Send Mississippi River water to southwestern reservoirs? New analysis casts doubts.

 Send Mississippi River water to southwestern reservoirs?  New analysis casts doubts.

As an environmental scientist, Roger Viadero had to scratch his head over news reports last summer of the thirsty demand in Palm Springs and Las Vegas, among other western cities, for water from the Mississippi River and the Great Lakes.

The letters pages of the Palm Springs Desert Sun newspaper broke their own records for online traffic last June with readers’ proposals to siphon some 22 billion gallons of water per day from the Midwest. To solve the Southwest’s water crisis, the desert denizens wrote, a series of canals and reservoirs could pipe water from the flood-prone Mississippi River to the Colorado River, a supposed win-win for everyone.

Aqueducts, pipelines and open channels pumping water from Minnesota and thereabouts to drier climates could easily do the trick, according to the letter writers. “We could fill Lake Powell in less than a year with an aqueduct from (the) Mississippi River,” wrote a reader. “It’s about will,” wrote another.

▶ Information given
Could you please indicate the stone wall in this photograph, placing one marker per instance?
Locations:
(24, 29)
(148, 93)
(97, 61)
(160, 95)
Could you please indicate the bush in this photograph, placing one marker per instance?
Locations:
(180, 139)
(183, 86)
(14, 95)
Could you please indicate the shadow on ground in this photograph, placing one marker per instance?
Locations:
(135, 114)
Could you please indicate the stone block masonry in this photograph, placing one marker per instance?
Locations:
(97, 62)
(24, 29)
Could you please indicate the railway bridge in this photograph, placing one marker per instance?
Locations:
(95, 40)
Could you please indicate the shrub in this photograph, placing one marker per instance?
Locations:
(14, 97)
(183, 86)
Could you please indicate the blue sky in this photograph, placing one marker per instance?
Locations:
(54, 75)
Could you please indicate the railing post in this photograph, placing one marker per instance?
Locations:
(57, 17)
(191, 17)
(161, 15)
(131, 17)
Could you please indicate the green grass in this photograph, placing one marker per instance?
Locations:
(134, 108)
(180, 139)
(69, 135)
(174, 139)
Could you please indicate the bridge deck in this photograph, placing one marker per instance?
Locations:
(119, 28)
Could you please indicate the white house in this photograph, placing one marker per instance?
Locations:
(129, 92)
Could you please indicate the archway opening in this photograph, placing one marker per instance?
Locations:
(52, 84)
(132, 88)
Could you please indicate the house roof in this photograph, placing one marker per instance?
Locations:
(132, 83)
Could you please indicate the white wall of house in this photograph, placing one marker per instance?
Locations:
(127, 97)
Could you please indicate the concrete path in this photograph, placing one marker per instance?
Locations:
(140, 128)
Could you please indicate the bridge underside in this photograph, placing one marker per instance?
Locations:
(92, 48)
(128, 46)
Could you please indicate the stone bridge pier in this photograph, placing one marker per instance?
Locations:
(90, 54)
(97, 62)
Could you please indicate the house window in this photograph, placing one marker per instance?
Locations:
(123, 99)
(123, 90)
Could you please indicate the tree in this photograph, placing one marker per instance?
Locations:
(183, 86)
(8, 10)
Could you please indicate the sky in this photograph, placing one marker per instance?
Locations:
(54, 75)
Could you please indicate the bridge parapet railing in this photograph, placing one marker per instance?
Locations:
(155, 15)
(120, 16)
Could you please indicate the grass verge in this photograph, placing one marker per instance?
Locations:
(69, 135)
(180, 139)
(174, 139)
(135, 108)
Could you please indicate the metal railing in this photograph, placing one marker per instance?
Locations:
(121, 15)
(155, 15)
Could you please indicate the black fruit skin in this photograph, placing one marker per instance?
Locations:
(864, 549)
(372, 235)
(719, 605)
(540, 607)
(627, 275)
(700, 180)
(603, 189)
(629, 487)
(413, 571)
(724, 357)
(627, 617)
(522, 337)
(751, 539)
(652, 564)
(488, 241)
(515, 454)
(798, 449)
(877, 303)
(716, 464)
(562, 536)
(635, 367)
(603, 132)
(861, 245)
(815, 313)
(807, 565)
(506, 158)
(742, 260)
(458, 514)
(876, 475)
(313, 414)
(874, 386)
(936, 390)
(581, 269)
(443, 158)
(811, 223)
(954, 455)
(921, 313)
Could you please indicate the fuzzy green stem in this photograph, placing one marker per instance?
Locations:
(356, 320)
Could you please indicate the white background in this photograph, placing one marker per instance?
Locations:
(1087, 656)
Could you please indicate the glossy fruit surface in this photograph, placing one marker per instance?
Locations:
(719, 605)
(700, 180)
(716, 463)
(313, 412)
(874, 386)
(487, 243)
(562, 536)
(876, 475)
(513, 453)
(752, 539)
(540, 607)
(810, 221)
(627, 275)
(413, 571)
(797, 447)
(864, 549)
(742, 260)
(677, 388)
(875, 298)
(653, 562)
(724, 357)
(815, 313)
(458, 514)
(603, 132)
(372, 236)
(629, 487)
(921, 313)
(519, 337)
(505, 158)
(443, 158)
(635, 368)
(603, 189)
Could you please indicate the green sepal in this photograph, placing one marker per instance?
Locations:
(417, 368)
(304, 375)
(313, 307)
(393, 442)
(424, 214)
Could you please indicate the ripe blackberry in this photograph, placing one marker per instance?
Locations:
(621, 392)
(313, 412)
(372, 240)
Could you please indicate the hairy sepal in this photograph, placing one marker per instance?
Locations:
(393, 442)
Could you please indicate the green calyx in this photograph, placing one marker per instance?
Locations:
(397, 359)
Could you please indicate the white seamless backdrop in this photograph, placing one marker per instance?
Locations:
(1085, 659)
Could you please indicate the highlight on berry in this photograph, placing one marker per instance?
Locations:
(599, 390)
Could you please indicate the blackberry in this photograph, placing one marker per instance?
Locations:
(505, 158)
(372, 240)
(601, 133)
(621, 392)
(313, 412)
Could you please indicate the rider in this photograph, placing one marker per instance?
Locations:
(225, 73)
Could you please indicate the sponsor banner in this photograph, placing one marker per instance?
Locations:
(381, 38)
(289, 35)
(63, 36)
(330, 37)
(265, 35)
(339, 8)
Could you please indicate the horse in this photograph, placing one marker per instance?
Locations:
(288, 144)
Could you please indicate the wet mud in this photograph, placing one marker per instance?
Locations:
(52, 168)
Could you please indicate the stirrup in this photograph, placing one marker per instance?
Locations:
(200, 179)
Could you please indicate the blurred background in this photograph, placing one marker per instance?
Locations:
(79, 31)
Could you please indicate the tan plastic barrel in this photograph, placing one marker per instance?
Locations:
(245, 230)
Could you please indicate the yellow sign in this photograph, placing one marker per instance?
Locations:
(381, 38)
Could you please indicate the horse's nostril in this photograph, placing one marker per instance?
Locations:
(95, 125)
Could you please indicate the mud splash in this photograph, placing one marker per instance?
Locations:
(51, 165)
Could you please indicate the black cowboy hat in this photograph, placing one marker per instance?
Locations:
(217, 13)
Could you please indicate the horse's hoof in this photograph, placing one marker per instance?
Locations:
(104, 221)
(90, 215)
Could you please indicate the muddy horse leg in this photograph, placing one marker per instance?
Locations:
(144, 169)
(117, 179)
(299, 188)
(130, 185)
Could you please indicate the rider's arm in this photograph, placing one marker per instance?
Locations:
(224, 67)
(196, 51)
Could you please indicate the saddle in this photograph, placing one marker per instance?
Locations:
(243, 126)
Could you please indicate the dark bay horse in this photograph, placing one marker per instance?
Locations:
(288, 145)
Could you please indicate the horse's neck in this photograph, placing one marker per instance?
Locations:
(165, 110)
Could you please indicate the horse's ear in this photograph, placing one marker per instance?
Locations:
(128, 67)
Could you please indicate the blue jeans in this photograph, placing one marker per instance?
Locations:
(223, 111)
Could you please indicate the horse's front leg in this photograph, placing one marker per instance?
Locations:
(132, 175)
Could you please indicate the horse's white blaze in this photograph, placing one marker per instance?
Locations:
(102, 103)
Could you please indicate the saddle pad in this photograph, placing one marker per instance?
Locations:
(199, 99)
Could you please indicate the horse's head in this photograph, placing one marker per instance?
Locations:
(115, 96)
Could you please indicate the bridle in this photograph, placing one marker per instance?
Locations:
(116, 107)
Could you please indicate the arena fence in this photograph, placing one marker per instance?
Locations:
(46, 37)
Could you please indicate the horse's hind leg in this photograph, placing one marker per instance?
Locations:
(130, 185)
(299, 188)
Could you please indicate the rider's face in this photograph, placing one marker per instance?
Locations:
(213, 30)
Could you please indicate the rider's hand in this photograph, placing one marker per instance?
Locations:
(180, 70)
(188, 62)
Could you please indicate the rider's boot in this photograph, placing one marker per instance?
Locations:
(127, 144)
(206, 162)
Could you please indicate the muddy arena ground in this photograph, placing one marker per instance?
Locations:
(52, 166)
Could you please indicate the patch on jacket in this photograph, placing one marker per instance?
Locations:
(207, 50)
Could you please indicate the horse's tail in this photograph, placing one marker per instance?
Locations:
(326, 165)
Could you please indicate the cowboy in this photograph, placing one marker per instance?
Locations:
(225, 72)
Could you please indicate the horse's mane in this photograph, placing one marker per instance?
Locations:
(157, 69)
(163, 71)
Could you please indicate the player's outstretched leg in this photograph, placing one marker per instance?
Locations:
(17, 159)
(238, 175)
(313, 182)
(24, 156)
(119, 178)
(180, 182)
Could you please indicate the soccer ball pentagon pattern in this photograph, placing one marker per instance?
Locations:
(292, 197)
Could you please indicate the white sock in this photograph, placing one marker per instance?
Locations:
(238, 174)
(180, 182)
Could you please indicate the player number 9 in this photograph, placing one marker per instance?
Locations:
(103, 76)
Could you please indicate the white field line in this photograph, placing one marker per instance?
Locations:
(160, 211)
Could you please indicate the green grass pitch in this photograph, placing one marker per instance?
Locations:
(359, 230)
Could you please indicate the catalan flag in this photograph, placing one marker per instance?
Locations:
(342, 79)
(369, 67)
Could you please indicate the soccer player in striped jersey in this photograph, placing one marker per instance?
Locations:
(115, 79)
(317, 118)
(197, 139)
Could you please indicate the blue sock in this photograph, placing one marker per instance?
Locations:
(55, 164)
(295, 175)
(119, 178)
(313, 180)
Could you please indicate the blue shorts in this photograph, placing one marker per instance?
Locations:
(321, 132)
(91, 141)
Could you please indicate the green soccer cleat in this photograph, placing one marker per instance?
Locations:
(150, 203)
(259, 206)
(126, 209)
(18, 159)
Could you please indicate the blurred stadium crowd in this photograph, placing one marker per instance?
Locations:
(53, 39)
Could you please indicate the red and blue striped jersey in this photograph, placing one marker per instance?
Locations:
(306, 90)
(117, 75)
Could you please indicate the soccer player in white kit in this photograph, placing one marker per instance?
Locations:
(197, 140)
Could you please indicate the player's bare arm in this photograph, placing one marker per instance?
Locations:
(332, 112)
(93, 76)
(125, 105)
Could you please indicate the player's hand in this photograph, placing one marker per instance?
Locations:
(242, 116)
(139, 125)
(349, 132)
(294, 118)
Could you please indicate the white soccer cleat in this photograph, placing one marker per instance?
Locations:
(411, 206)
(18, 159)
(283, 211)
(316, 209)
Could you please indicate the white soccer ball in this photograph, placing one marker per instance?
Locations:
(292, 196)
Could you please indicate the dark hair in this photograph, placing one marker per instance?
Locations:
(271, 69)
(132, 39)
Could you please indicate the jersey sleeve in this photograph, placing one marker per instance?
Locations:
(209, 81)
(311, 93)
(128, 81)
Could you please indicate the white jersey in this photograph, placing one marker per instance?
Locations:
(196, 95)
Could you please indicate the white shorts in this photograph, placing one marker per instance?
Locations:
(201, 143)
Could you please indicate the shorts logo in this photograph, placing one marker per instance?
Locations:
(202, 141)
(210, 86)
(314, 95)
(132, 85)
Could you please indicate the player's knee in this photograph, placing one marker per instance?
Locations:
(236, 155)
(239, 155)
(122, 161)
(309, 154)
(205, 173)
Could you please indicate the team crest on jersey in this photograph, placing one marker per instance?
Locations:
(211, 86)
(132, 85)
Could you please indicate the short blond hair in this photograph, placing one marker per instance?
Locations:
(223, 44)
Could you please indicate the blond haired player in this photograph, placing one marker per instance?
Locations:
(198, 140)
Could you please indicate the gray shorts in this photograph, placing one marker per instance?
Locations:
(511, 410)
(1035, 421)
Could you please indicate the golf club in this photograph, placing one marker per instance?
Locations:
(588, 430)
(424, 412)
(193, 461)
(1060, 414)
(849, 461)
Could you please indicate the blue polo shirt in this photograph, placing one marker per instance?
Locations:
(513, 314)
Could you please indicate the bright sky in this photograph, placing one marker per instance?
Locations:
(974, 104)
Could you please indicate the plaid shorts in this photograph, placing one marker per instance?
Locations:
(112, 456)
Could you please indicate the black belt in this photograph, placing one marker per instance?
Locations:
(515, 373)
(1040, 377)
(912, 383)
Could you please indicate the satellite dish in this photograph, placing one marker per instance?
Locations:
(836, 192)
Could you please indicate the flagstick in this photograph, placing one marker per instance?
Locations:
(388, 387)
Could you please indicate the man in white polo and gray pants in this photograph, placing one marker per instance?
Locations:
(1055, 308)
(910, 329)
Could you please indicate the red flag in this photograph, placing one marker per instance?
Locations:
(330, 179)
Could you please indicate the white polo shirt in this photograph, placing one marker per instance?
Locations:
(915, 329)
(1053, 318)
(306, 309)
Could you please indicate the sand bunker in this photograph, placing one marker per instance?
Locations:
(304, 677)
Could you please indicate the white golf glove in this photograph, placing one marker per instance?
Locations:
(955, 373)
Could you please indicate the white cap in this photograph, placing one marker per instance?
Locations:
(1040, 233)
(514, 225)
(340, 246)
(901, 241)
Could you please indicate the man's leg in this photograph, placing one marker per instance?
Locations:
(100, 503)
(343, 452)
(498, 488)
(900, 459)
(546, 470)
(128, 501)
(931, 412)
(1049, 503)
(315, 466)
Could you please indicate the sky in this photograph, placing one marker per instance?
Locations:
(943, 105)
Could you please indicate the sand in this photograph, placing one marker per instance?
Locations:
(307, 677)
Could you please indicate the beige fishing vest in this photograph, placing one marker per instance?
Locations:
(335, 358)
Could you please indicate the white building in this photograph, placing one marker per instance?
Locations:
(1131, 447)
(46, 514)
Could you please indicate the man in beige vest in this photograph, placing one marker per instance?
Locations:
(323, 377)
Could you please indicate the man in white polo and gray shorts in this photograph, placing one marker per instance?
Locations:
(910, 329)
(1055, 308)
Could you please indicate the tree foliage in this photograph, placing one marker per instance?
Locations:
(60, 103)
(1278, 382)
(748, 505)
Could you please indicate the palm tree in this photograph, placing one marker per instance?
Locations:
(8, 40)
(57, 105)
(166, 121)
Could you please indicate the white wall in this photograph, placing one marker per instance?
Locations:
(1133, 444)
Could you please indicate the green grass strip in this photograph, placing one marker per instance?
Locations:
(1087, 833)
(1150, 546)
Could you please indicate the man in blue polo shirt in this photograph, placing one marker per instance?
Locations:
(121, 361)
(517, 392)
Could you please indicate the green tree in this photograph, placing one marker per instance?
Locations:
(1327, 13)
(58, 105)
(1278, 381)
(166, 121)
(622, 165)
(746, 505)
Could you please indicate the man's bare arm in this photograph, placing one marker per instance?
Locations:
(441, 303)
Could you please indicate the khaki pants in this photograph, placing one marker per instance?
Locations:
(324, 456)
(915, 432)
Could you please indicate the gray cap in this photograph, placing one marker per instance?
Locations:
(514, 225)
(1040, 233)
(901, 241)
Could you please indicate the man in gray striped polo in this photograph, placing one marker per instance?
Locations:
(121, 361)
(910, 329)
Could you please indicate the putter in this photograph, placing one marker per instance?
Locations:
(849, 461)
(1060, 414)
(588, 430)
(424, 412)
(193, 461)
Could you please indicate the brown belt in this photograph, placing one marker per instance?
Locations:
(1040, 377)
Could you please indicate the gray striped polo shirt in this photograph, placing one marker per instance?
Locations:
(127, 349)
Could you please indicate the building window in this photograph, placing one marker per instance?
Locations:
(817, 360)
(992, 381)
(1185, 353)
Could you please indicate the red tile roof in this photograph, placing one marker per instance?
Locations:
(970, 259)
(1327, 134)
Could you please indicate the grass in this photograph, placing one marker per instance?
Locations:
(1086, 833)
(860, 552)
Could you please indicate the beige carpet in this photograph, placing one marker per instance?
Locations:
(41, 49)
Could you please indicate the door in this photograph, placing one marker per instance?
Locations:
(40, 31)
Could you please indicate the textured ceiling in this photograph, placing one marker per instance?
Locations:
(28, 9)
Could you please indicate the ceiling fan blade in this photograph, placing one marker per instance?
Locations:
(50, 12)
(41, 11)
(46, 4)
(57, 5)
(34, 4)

▶ Assignment A
Translate this sentence from the article on sending Mississippi River water to the Southwest into Spanish: "Aqueducts, pipelines and open channels pumping water from Minnesota and thereabouts to drier climates could easily do the trick, according to the letter writers."
▶ Assignment B
Pick up the article on sending Mississippi River water to southwestern reservoirs right after its last sentence, and continue it.

▶ Your response A
Según los autores de las cartas, acueductos, tuberías y canales abiertos que bombeen agua desde Minnesota y sus alrededores hacia climas más secos podrían resolver el asunto con facilidad.

▶ Your response B
The proposals provoked Viadero, a skeptic and board-certified environmental engineer, to take up their feasibility with his students at Western Illinois University, where he chairs the environmental science doctorate program from the school’s Moline campus, located along the Mississippi River near the state’s Iowa border.

“The idea we have this abundance of water, it’s just a fantasy,” said Viadero, director of the university’s Institute for Environmental Studies, pointing to severe drought and low Midwestern water levels in an interview Monday.

“We feel astronauts to the moon,” he added. “We didn’t send the moon to us. People say all kinds of things about what they heard on Facebook. … We’re trying to give them some tools to help people make decisions.”

‘PHYSICAL, ECONOMIC AND ENVIRONMENTAL MAGNITUDE’

Roger Viadero, chair of Western Illinois University’s Environmental Science Ph.D. Program (Courtesy of Western Illinois University)

On Oct. 17, he and two doctoral students — E. Dave Thomas and Samuel Babatunde — released a 21-page technical analysis of the “physical, economic and environmental magnitude” of potentially diverting trillions of gallons of water from the Mississippi River to the lower Colorado River.

They presented their white paper two days later at the Upper Mississippi River Conference, which was held in Moline, and hope to have it peer-reviewed and published in an academic journal.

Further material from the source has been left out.